**SOURCE DOCUMENT**
Use the /get handler from client A to get the _version_ after indexing and
store it locally. Use that _version_ for further updates from client A to
check if the document was changed by client B.

Thomas

Re: Atomic indexing as default indexing

Posted by Shawn Heisey <ap...@elyograg.org.INVALID>.

On 9/23/22 09:51, gnandre wrote:
> Is there a way to make atomic indexing default?
>
> Say, even if some clients send non-atomic indexing requests, it should get
> converted to atomic indexing requests on Solr end, is that possible?
>
> I am asking because we usually run into the following issue:
> 1. Client A is the major contributor of almost all the fields of  a Solr
> document. This is non-atomic indexing.
> 2. Client B contributes some additional fields to the same document and
> does this with atomic indexing.
> 3. If Client A indexes again, the fields populated by Client B are wiped
> out.
>
> If we make all indexing atomic indexing on Solr end then we won't run into
> this problem (except in a rare case where Client A deletes the document
> then indexes it back, this is fine and we can deal with it because it is
> rare)

We would be surprising a LOT of users if we did that.  Right now they 
can simply reindex a document to delete fields that were indexed before 
but shouldn't be there.  If we made atomic indexing the default, we 
would definitely get complaints about the fact that these fields did not 
get removed.

And what about users that have a schema that is not appropriate for 
atomic indexing?  Quite a lot of users, me included, have fields that 
are indexed but not stored and have no docValues.  I can guarantee you 
that if we made atomic indexing the default, that users would assume 
that all their existing fields will be preserved, and that might not be 
the case.

It sounds like what you should do is have client A be aware that a 
document might have changes done after they indexed it, and they should 
do a check to see whether a doc already exists, and if it does, change 
their indexing to atomic.

It is extremely problematic to have one index be built by two different 
entities in this way.  Maybe instead you should have separate indexes 
for each client and use Solr's join capability to combine the info from 
both indexes into one result.  Just be aware that Solr's join capability 
will NOT do everything a relational database expert might expect.

Thanks,
Shawn

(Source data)

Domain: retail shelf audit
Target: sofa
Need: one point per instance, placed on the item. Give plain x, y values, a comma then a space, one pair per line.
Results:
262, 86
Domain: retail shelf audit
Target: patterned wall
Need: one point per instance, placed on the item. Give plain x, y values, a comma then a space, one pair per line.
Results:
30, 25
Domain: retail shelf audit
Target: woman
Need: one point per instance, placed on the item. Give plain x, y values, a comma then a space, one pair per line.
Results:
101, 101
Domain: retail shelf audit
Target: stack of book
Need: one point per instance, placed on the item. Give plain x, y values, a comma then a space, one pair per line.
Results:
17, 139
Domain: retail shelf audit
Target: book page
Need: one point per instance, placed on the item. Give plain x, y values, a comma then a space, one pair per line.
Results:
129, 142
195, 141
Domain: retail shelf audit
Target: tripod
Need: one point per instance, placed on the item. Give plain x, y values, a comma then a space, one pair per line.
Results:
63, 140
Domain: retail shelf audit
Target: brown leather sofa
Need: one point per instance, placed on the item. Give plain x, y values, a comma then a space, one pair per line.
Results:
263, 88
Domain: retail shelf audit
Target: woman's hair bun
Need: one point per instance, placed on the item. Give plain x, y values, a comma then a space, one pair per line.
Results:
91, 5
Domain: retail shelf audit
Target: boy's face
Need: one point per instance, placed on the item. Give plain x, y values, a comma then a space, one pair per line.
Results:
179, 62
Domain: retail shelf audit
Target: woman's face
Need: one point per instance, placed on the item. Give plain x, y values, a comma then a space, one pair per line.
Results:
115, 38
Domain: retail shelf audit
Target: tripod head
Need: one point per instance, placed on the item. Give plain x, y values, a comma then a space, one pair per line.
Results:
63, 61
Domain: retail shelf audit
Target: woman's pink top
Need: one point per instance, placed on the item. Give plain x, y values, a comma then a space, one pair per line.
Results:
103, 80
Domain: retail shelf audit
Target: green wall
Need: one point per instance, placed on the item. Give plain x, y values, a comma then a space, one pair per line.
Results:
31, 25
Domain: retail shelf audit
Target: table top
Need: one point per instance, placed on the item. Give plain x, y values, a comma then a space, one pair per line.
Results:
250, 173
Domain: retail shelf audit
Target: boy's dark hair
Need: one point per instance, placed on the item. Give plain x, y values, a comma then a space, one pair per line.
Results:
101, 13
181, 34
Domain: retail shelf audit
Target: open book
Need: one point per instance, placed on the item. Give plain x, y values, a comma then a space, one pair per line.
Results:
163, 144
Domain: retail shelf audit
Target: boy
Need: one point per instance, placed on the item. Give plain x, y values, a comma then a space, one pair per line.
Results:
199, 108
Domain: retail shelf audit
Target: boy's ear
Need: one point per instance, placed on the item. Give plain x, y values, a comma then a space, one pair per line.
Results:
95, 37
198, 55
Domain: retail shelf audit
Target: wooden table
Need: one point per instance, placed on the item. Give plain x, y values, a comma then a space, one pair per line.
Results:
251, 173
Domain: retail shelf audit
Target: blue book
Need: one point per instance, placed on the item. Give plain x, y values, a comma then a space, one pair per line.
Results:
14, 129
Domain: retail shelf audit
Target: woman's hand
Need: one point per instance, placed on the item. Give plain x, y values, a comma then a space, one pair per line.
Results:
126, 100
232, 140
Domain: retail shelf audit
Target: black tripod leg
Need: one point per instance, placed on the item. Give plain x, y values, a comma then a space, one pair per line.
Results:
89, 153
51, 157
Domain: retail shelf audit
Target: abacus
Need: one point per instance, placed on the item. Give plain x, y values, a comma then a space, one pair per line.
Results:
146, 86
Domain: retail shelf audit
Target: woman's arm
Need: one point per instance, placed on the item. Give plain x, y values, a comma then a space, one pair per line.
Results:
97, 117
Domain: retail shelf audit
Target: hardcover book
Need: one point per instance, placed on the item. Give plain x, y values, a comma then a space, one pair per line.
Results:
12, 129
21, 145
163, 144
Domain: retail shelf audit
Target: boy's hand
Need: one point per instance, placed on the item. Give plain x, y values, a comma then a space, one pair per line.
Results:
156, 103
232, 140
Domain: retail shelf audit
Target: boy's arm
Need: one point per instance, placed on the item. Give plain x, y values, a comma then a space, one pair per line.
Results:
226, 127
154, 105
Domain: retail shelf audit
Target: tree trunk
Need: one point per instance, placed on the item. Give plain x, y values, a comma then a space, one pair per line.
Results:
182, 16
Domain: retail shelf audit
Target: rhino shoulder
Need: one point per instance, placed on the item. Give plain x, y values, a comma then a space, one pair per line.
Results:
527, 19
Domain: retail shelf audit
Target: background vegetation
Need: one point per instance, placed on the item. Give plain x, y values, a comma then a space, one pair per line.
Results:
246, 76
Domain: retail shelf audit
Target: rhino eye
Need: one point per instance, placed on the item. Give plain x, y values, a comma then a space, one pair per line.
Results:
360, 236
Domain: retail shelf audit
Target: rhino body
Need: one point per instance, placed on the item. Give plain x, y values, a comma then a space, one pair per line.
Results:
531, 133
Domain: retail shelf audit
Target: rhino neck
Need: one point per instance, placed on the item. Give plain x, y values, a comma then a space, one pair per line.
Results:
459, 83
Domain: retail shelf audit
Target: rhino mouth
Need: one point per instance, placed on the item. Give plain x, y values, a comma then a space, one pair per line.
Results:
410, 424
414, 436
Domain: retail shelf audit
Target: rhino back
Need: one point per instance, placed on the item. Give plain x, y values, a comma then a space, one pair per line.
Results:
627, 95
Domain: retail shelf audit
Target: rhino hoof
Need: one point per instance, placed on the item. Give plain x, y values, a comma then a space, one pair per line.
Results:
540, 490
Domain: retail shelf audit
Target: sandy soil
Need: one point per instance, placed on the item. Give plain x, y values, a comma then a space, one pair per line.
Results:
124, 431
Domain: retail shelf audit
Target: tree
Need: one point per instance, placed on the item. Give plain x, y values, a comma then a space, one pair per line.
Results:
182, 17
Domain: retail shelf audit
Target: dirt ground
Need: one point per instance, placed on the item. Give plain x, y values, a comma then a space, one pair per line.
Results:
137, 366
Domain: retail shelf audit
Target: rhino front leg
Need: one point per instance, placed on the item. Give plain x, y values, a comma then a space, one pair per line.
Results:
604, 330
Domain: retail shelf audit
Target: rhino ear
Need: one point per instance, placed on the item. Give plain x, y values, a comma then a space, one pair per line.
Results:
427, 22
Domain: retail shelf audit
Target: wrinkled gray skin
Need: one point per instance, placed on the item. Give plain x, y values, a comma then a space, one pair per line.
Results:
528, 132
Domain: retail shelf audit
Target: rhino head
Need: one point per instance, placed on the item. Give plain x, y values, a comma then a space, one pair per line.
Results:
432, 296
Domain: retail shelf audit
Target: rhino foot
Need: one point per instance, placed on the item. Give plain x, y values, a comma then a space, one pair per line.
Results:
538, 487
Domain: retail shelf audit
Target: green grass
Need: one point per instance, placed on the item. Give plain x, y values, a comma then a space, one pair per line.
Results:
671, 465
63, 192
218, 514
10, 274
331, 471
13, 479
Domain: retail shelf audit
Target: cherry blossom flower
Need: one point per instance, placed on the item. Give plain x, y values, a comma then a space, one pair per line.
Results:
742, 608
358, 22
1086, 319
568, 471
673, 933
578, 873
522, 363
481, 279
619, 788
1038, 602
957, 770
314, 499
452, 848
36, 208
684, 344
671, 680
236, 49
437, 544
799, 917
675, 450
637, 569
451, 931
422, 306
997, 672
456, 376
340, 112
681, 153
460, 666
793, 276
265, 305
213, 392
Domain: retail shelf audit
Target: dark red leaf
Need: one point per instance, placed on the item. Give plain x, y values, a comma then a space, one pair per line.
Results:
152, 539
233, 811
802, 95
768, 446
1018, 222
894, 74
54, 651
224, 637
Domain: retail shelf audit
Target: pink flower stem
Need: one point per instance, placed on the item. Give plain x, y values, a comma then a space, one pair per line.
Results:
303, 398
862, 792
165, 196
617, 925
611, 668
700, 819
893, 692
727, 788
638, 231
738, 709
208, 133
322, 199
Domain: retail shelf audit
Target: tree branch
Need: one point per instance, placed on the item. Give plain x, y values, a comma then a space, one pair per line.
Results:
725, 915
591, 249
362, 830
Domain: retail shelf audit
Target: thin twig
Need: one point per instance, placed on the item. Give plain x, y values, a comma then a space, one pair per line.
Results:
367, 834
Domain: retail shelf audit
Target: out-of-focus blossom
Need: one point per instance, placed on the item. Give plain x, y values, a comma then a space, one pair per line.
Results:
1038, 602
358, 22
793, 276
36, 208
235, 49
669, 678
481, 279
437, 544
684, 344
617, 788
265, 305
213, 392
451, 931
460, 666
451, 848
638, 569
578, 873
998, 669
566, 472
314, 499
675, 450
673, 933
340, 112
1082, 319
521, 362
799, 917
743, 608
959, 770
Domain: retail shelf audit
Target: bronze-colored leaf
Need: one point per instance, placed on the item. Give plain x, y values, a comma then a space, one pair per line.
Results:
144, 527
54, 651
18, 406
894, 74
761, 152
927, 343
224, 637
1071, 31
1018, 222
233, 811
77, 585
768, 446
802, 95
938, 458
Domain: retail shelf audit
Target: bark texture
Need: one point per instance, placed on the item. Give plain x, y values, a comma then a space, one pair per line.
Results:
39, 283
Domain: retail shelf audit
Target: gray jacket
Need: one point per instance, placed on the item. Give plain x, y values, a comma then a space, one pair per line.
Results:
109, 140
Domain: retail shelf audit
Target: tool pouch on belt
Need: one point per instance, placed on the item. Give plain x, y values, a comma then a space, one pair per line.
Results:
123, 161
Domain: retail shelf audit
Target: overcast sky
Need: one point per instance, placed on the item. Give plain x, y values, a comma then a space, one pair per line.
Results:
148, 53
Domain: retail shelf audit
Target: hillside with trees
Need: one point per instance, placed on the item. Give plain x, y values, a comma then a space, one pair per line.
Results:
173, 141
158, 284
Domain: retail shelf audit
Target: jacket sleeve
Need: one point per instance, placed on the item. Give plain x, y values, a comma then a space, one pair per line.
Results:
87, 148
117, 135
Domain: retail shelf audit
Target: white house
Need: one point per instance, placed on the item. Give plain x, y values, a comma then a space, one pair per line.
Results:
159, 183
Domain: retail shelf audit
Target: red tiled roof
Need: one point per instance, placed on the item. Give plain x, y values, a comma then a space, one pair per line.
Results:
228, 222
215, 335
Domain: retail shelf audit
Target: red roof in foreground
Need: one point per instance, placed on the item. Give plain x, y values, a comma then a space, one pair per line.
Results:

**WHAT TO DO**
a: Please print, unchanged, the part of the Solr atomic indexing thread that opens with the words containing "Use the /get" and closes with "atomic indexing default?".
b: According to the Solr atomic indexing thread, what Solr feature could combine the information from separate per-client indexes into one result?

**ANSWERS PER TASK**
a:
Use the /get handler from client A to get the _version_ after indexing and
store it locally. Use that _version_ for further updates from client A to
check if the document was changed by client B.

Thomas

Re: Atomic indexing as default indexing

Posted by Shawn Heisey <ap...@elyograg.org.INVALID>.

On 9/23/22 09:51, gnandre wrote:
> Is there a way to make atomic indexing default?

b: Solr's join capability.